• DIRECTION: Write out the whole of the material exactly.

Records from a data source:
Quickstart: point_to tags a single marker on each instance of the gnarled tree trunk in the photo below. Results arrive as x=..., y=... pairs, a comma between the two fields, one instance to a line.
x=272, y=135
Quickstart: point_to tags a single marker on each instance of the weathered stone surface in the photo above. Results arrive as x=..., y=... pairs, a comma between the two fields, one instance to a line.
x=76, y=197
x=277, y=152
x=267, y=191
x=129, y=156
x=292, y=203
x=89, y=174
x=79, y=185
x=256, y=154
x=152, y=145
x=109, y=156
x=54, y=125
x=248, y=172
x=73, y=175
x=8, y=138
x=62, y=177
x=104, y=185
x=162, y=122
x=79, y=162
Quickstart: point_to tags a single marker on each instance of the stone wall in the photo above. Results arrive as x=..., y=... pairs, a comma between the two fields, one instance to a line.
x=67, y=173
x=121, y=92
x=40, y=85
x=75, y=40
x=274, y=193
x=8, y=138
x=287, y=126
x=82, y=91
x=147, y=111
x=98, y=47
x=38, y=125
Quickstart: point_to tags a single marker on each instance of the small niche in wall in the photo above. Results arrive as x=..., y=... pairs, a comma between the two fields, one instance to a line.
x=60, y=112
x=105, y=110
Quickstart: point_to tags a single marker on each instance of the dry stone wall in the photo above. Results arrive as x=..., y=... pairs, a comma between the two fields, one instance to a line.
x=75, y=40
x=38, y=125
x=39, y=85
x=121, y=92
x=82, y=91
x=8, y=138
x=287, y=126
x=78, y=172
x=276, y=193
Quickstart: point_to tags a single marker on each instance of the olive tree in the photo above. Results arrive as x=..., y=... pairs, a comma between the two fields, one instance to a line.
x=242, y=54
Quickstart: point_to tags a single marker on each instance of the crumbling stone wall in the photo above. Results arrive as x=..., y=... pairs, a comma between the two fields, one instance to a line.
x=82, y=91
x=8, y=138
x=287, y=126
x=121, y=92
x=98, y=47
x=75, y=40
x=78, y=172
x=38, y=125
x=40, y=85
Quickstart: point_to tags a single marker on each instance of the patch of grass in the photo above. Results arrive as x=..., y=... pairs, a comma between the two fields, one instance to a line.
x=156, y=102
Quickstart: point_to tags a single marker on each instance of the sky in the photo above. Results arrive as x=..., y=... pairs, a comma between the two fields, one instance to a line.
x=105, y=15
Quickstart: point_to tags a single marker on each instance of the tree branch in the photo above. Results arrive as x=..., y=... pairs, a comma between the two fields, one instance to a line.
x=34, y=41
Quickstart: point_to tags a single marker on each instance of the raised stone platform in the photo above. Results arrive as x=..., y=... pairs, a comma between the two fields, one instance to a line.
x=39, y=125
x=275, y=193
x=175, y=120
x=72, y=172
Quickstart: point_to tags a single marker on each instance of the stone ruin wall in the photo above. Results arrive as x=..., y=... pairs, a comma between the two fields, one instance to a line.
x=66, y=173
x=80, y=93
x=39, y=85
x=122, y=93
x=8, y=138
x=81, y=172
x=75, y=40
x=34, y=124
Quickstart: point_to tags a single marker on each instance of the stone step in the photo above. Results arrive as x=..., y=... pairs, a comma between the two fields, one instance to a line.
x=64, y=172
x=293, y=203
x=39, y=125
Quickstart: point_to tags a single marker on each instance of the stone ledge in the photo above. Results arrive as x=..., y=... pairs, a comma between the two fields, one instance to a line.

• TASK OUTPUT:
Quickstart: point_to tags a single marker on each instance of the gnarled tree trunk in the photo below. Results arrive as x=..., y=... pairs, a comma between the two fields, one instance to a line.
x=272, y=135
Quickstart: point_to tags a single marker on each instance of the weathered stone surface in the photo above. Results arrive as x=..., y=... pairs, a comma between the two fields, one instance to a line.
x=76, y=197
x=277, y=152
x=267, y=191
x=129, y=156
x=292, y=203
x=89, y=174
x=79, y=185
x=256, y=154
x=152, y=145
x=109, y=156
x=54, y=125
x=248, y=172
x=73, y=175
x=8, y=138
x=62, y=177
x=104, y=185
x=162, y=122
x=79, y=162
Quickstart: point_to tags a single marker on each instance of the stone wall in the photo above. Results arrive as x=..., y=... pairs, a comma between the two fields, one instance to a line.
x=67, y=173
x=121, y=92
x=40, y=85
x=75, y=40
x=274, y=193
x=8, y=138
x=287, y=126
x=82, y=91
x=147, y=111
x=98, y=47
x=38, y=125
Quickstart: point_to tags a single marker on each instance of the small niche in wall in the photo above. Results arrive as x=..., y=... pairs, a comma between the two fields, one instance to a line.
x=60, y=112
x=105, y=110
Quickstart: point_to tags a single marker on each instance of the dry stone wall in the photo above. Results arrive as x=..., y=... pairs, a comma between the two fields, one instance to a line.
x=75, y=40
x=38, y=125
x=39, y=85
x=121, y=92
x=82, y=91
x=8, y=138
x=287, y=126
x=78, y=172
x=276, y=193
Quickstart: point_to tags a single marker on each instance of the olive tree in the photo above. Results arrive as x=..., y=... pairs, a comma between the two fields, one instance to a line.
x=242, y=54
Quickstart: point_to tags a single marker on each instance of the crumbling stone wall in the photo above. Results arrive as x=..., y=... pairs, a comma between the two fields, one instance to a line.
x=82, y=91
x=8, y=138
x=287, y=126
x=121, y=92
x=98, y=47
x=75, y=40
x=78, y=172
x=38, y=125
x=40, y=85
Quickstart: point_to tags a single marker on each instance of the patch of grass in the photo above. Results arrive as x=..., y=... pairs, a comma between the two fields, one instance to a line.
x=156, y=102
Quickstart: point_to tags a single marker on each instance of the sky in the photo above. Results arrive as x=..., y=... pairs, a comma between the two fields, one instance to a line.
x=105, y=15
Quickstart: point_to tags a single marker on each instance of the tree branch in the photo above. Results arrive as x=..., y=... pairs, a comma between the two fields, one instance to a line.
x=34, y=41
Quickstart: point_to tags a single marker on each instance of the raised stone platform in the photo above. Results arrive as x=..., y=... pairs, a comma between the two fields, one instance to a line.
x=39, y=125
x=275, y=193
x=175, y=120
x=72, y=172
Quickstart: point_to tags a single marker on each instance of the stone ruin wall in the photo above. Results arrive as x=..., y=... pairs, a comma between the two fields, one instance to a line.
x=66, y=173
x=80, y=93
x=39, y=85
x=122, y=93
x=8, y=138
x=81, y=172
x=75, y=40
x=34, y=124
Quickstart: point_to tags a single marker on each instance of the stone step in the photo above. Results arrive as x=..., y=... pairs, a comma between the two fields, one instance to a line.
x=64, y=172
x=293, y=203
x=39, y=125
Quickstart: point_to tags a single marker on each instance of the stone ledge in the photo above. Results arrive as x=..., y=... pairs, a comma between the two fields, one instance to a line.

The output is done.